Similar to a Monday night roast, cereal for dinner or Chinese for breakfast it's an impact meal – a mini culinary rebellion for those who can't be bothered with washing up.
I'm not going to pretend I've never ordered in mid-way through a working week but have I gone to a gourmet burger van beside the River Medway and paid £12 for a combo meal at 4pm on a rainy Wednesday before? No. No I have not.
The burger van is part of British culture. The smell of sizzling beef emanating from a grubby truck in a litter-strewn layby on a Saturday morning is part of growing up... isn't it?
But in recent years this most patriotic of delicacies has gone through something of a transformation.
Sure, you can still find a giant floury bun stuffed with greasy patty, lashed with burger sauce and crammed into a polystyrene container. But now you can also get double truffle burgers, Korean vegan burgers and Halloumi fries (£6!) served up out of space-ship-like aerodynamic silver trailers.
I'm pretty sure if I'd gone to the burger vans of my childhood memories and asked for a Hot Mess and Sanpellegrino blood orange chilled pop I'd have been chased from the roadside by a furious flipper.
I know about all the newfangled fast-food creations you can now buy because I've gone to The Gourmet Griddle Drive Thru's section of Lockmeadow Entertainment Centre's website and studied the menu – an admittedly odd amount of preparation for a trip such as this and, I would soon find out, an almost completely pointless exercise.
I also learn that "Gourmet Griddle can ONLY accept cars, motorcycles, small & medium sized vans. They do not accept or have the means to process foot traffic.
"Please don’t walk into the Drive-Thru! Customers on foot will not be accepted."
Sorry truckers but maximum vehicle height here is 2.2 metres. Once in you can grab your gourmet dinner and manoeuvre at a "strict 5mph speed limit" to one of 60 parking bays complete with "river view".
Over the road you'll find a controversial late-night McDonald's drive-thru, which sprang up to the distress of local residents in 2014.
It was feared traffic noise would keep them up all night and the fast-food giant would eat up the competition from small independent takeaways.
The success of Gourmet Griddle – shielded from Ronald McDonald's watchful eye by the towering Lockmeadow complex – seems to have allayed one of those fears.
But could the power of this burger van be more potent still? Gourmet Griddle is the first tenant to sign up to Lockmeadow's new food hall and will soon move from the car park to a slot beneath the Odeon cinema as part of a £900,000 revamp.
A 105-year lease on the entertainment complex was bought by the council for £19.1 million in 2019.
Back in the day we'd come to sample the delights of Lockmeadow's numerous restaurants after school and compete to see who could eat the most at the stuff-till-you-chuck Chinese (a disputed 13 courses) but since then eateries have moved out, leaving two prominent units empty for more than four years.
Gone is said all-you-can-eat buffet and the popular-if-short-lived Gourmet Burger Kitchen leaving just a New York-inspired kitchen, family-friendly pub and, unfortunately, Frankie & Benny's.
So, you could say the hopes of a town are hanging on the quality of my meal.
Has any place previously been made famous by the humble burger? Yes! Just look at Hamburg.

» GIVEN REQUEST
Write the next part of the article above about the Gourmet Griddle drive-thru at Lockmeadow, picking up after its final sentence.

» GIVEN ENTRIES
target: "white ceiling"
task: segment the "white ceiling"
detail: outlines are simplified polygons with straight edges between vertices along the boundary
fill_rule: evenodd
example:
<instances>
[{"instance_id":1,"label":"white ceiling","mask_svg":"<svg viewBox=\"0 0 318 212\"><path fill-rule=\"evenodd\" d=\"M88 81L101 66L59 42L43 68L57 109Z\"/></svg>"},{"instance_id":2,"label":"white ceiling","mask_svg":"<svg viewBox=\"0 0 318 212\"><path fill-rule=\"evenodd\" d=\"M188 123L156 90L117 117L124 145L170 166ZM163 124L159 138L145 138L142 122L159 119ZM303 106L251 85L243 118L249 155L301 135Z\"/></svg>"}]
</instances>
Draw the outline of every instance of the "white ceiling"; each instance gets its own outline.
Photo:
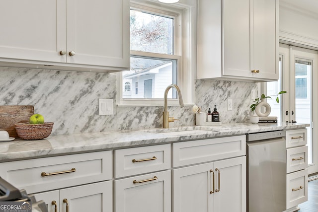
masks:
<instances>
[{"instance_id":1,"label":"white ceiling","mask_svg":"<svg viewBox=\"0 0 318 212\"><path fill-rule=\"evenodd\" d=\"M279 3L318 14L318 0L280 0Z\"/></svg>"}]
</instances>

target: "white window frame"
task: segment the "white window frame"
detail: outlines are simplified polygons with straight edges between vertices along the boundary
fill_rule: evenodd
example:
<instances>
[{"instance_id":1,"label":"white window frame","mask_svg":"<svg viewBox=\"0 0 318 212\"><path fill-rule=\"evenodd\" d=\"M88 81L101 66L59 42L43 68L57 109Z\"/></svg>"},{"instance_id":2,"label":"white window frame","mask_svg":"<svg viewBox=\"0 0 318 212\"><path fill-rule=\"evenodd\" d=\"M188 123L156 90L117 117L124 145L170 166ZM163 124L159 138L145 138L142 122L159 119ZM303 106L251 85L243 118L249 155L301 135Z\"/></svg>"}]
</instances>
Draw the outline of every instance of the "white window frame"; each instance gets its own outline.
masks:
<instances>
[{"instance_id":1,"label":"white window frame","mask_svg":"<svg viewBox=\"0 0 318 212\"><path fill-rule=\"evenodd\" d=\"M182 2L187 2L187 3ZM155 14L177 15L174 22L174 55L164 56L157 53L145 53L131 51L131 55L140 55L173 59L177 61L177 83L181 91L185 105L193 104L195 92L194 79L196 76L196 3L180 0L178 3L166 4L157 0L131 0L131 7L146 9ZM182 39L181 39L182 37ZM181 56L178 56L181 55ZM181 61L181 62L180 62ZM163 99L123 99L122 73L117 73L117 103L119 107L152 106L163 105ZM179 105L178 99L169 99L169 105Z\"/></svg>"}]
</instances>

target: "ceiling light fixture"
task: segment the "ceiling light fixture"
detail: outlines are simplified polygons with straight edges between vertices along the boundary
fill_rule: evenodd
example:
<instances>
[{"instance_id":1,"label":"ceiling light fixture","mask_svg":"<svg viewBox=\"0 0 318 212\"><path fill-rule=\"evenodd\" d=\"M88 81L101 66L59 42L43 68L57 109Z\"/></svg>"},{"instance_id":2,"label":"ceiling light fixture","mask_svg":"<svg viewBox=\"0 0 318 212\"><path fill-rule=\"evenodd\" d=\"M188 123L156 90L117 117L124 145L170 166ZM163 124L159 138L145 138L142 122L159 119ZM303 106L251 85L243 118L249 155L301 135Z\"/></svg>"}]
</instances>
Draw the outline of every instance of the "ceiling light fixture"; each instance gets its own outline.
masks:
<instances>
[{"instance_id":1,"label":"ceiling light fixture","mask_svg":"<svg viewBox=\"0 0 318 212\"><path fill-rule=\"evenodd\" d=\"M160 2L162 3L176 3L179 1L179 0L158 0Z\"/></svg>"}]
</instances>

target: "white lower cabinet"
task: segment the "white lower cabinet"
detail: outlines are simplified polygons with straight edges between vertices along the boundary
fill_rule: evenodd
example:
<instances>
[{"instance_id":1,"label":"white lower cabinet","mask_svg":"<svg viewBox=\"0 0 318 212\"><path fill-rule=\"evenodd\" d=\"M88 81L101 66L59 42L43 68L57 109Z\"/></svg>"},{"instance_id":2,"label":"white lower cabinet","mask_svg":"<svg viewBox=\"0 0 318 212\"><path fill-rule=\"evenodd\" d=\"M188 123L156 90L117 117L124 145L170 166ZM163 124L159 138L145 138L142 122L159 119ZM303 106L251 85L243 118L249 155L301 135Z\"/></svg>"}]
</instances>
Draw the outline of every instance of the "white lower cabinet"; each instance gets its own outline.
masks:
<instances>
[{"instance_id":1,"label":"white lower cabinet","mask_svg":"<svg viewBox=\"0 0 318 212\"><path fill-rule=\"evenodd\" d=\"M245 156L175 169L172 175L173 212L246 212Z\"/></svg>"},{"instance_id":2,"label":"white lower cabinet","mask_svg":"<svg viewBox=\"0 0 318 212\"><path fill-rule=\"evenodd\" d=\"M76 186L34 195L43 200L49 212L111 212L112 181Z\"/></svg>"},{"instance_id":3,"label":"white lower cabinet","mask_svg":"<svg viewBox=\"0 0 318 212\"><path fill-rule=\"evenodd\" d=\"M114 211L170 212L170 173L166 170L116 180Z\"/></svg>"},{"instance_id":4,"label":"white lower cabinet","mask_svg":"<svg viewBox=\"0 0 318 212\"><path fill-rule=\"evenodd\" d=\"M308 146L305 128L286 131L286 209L298 211L308 199Z\"/></svg>"}]
</instances>

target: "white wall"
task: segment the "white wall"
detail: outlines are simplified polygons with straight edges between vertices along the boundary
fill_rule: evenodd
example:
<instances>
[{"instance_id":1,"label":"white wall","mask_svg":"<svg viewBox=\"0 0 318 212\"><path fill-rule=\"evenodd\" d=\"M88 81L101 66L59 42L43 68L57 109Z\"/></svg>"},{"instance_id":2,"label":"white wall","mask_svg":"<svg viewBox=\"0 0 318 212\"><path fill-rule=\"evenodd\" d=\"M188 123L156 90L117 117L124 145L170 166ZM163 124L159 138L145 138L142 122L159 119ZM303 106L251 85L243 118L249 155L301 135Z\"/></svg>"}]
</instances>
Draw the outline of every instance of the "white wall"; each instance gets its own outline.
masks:
<instances>
[{"instance_id":1,"label":"white wall","mask_svg":"<svg viewBox=\"0 0 318 212\"><path fill-rule=\"evenodd\" d=\"M280 39L318 48L318 1L280 0Z\"/></svg>"}]
</instances>

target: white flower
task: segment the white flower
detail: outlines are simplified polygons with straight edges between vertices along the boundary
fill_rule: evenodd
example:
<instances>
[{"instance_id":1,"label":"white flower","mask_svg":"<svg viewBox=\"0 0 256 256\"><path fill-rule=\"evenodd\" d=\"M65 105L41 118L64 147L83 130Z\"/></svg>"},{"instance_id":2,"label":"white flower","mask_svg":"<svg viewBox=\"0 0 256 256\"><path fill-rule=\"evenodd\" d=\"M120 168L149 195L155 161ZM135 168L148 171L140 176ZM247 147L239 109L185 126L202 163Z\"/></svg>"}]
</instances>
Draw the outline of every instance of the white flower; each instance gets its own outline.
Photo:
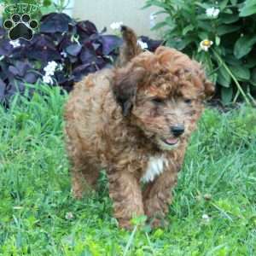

» RESPONSE TO THIS EXERCISE
Last week my colleague reviewed KentOnline readers' favourite fry up and was almost immediately called a "cretin".
Someone else said he was weird and possibly even "American" for liking his bacon crispy.
So, with trepidation and having starved myself of lunch, I jumped in my car and headed to the drive-thru only to be confronted by my arch nemesis, Maidstone’s perpetual traffic nightmare.
I briefly wondered if everyone had heard about the Gourmet Griddle and had the same idea as me. Maybe even the two children that whizzed past me on e-scooters were hoping to dodge the strict vehicle policy and grab a posh burger?
After 20 minutes in solid gridlock any sense of fun had been sapped.
Was a ravenous man ranting about traffic the ideal customer for this hipster venue? Probably not, but if the chefs could cheer a wary traveller they’d have won a new fan.
Peering over my steering wheel I eventually rolled into the car park behind the cinema only to be greeted by a large orange traffic cone and a Gourmet Griddle which seemed to have been battened down in preparation for a storm.
I disembarked and went to investigate. After creeping around the shuttered burger compound for a few moments I heard whispers from inside followed by a disembodied “sorry mate, we don’t open until 5! You can pre-order online.”
This contradicted Lockmeadow’s website and made me so furious I responded in the only way any self-respecting red-blooded Englishman should: “Oh, OK! Thank you!”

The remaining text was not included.